#### SUPPLIED INFORMATION ####

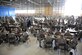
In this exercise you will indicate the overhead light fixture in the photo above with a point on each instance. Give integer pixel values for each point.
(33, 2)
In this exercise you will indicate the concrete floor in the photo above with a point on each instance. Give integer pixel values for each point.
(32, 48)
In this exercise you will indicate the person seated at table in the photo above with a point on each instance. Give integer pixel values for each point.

####
#### SUPPLIED INFORMATION ####

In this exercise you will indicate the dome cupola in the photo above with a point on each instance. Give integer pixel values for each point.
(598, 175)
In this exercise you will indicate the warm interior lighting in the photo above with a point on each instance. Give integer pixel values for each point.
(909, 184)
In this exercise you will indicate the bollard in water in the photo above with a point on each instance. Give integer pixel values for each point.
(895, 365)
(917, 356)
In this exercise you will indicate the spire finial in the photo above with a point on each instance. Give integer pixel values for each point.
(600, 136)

####

BRIEF - In the data from the line with "In this exercise you will indicate the concrete" up to and including the line with "In this exercise you will indicate the person", replace "concrete floor" with "tiled floor" and leave everything else unchanged. Give only those lines.

RESPONSE BELOW -
In this exercise you will indicate the tiled floor in the photo above with a point on each instance. Give integer pixel values for each point.
(32, 48)
In this exercise you will indicate the person seated at table in the photo above with a point on each instance. Give integer pixel values for each point.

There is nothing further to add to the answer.